▶ [ENTRIES SUPPLIED]
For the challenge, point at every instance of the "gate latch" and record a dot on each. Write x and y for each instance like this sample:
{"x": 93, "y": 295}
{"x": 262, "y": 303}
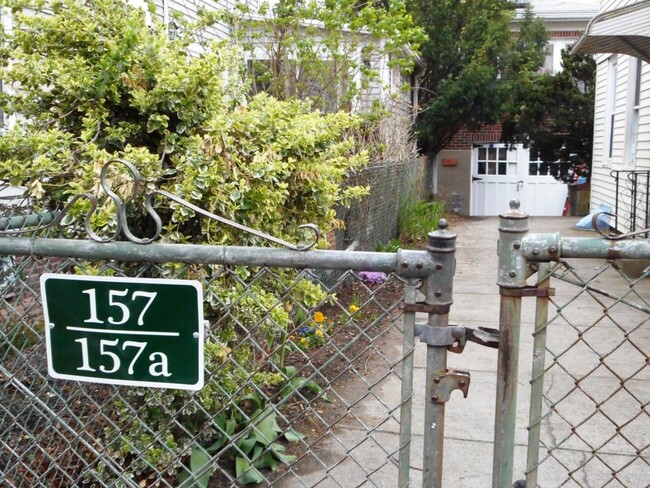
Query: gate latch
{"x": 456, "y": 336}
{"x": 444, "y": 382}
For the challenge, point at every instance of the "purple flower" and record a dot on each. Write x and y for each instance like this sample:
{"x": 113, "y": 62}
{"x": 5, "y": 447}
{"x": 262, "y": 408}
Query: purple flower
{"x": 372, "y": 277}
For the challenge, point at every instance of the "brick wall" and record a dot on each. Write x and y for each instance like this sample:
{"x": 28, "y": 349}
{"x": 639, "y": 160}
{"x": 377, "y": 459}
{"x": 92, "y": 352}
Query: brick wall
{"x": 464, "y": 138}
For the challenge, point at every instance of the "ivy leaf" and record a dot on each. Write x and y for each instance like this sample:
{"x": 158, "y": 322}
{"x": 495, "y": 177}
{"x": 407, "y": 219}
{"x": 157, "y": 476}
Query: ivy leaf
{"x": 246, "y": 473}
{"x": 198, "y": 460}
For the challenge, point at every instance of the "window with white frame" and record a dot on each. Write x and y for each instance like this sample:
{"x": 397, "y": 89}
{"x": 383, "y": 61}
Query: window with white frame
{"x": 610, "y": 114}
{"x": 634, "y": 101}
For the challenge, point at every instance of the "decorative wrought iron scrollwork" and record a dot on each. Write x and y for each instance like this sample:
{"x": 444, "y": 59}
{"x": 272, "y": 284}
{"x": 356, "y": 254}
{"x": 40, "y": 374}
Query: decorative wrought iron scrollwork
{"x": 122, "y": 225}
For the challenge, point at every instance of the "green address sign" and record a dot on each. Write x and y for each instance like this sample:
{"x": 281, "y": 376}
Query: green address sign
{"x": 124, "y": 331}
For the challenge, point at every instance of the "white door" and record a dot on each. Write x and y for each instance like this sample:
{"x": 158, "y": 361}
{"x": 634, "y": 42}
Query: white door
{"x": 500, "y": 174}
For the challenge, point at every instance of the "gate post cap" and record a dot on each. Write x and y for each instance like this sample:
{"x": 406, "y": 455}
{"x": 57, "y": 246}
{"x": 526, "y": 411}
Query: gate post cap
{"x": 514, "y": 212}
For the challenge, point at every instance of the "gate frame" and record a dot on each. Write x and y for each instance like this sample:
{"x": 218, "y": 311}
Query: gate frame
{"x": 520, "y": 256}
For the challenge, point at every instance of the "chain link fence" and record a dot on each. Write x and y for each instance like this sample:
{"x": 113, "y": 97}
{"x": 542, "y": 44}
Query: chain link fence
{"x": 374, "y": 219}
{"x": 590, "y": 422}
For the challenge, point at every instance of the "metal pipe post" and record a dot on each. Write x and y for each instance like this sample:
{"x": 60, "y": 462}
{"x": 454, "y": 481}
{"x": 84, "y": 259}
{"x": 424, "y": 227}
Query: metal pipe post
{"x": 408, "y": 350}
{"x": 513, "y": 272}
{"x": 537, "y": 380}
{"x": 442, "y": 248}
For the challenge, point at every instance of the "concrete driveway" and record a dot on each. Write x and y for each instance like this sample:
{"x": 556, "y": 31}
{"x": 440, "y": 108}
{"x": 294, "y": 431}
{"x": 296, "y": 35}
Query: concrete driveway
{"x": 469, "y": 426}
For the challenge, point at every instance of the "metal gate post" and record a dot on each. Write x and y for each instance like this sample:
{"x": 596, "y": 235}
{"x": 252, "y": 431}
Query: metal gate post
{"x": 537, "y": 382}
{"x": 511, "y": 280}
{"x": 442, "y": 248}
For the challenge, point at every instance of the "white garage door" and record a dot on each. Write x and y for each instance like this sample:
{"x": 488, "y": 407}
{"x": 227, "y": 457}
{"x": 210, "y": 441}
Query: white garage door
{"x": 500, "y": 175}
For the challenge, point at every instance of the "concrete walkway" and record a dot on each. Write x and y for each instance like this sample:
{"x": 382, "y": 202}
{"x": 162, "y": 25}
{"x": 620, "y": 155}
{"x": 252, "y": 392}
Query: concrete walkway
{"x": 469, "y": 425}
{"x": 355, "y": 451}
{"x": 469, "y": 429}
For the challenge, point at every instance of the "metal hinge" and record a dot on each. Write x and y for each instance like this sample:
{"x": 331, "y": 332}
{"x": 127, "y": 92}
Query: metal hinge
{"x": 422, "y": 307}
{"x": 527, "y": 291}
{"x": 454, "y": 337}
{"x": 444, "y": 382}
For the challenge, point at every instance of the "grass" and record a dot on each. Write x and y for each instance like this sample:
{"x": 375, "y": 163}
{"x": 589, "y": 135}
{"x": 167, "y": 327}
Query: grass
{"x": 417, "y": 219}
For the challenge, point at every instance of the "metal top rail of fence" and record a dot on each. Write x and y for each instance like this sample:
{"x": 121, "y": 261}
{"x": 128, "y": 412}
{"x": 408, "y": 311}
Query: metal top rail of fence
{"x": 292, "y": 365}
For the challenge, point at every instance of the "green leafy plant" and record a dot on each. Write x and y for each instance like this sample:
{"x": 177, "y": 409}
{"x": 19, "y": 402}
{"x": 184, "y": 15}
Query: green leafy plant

---

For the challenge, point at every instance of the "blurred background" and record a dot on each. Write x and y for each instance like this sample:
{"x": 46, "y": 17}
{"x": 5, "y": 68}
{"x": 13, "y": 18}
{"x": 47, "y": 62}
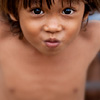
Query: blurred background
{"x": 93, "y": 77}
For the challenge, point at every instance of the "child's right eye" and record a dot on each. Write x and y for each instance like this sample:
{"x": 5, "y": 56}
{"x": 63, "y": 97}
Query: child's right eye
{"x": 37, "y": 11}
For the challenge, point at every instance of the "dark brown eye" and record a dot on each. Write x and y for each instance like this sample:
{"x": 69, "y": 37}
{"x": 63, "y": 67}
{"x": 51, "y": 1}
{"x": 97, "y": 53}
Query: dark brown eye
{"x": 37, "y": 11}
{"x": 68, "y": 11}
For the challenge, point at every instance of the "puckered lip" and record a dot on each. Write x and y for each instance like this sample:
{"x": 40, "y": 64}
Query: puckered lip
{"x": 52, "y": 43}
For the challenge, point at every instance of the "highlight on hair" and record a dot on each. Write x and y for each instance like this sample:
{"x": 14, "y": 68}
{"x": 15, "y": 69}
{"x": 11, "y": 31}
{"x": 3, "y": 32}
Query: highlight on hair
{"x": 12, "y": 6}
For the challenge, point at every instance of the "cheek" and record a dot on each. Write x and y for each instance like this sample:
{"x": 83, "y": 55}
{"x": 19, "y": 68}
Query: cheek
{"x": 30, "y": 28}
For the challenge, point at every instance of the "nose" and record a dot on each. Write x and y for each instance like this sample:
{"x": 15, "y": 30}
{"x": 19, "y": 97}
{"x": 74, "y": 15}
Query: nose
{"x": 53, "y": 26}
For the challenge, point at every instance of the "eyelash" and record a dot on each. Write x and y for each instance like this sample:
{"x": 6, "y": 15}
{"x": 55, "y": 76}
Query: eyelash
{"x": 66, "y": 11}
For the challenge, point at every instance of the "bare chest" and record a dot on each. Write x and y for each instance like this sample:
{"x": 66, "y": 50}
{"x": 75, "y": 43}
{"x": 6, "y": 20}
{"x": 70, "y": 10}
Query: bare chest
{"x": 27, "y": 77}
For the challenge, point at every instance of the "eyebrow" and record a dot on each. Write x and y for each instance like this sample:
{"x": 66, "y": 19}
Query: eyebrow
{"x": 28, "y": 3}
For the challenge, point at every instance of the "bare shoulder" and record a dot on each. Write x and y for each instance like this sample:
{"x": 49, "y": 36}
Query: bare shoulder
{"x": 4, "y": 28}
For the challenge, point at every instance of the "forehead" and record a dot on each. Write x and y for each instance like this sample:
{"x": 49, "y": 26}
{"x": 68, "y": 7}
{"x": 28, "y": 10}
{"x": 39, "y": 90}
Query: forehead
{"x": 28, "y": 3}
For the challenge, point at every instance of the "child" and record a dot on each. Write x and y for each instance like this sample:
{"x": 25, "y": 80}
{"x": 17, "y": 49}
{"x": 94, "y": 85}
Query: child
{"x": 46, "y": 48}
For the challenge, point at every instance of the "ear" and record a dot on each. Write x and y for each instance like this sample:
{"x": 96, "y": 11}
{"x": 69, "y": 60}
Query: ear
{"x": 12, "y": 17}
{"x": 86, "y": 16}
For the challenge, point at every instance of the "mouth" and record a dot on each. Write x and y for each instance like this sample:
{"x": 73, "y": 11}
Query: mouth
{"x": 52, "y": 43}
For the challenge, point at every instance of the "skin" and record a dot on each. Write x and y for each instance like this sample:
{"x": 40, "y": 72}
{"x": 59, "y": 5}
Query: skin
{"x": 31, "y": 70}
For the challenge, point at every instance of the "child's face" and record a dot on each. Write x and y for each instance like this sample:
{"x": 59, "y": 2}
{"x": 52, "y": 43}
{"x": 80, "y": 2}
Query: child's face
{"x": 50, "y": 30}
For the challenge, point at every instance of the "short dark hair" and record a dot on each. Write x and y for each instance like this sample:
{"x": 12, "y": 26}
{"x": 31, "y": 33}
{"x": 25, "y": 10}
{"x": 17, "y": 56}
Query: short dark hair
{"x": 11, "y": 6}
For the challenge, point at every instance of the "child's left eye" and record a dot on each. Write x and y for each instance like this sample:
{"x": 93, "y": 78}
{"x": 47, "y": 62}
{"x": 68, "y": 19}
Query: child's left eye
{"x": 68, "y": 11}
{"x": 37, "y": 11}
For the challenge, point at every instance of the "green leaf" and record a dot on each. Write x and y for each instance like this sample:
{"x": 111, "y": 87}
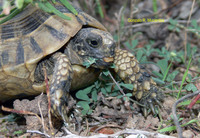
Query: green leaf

▶ [YOUR INSTRUCTIONS] Which of the lines in the listing above include "plant"? Report each of them.

▶ [EXERCISE OUTPUT]
For the challenge, point at every instance of the "green leafy plant" and record a dot on each. Write x and y for each instance like this sample:
Query: green leafy plant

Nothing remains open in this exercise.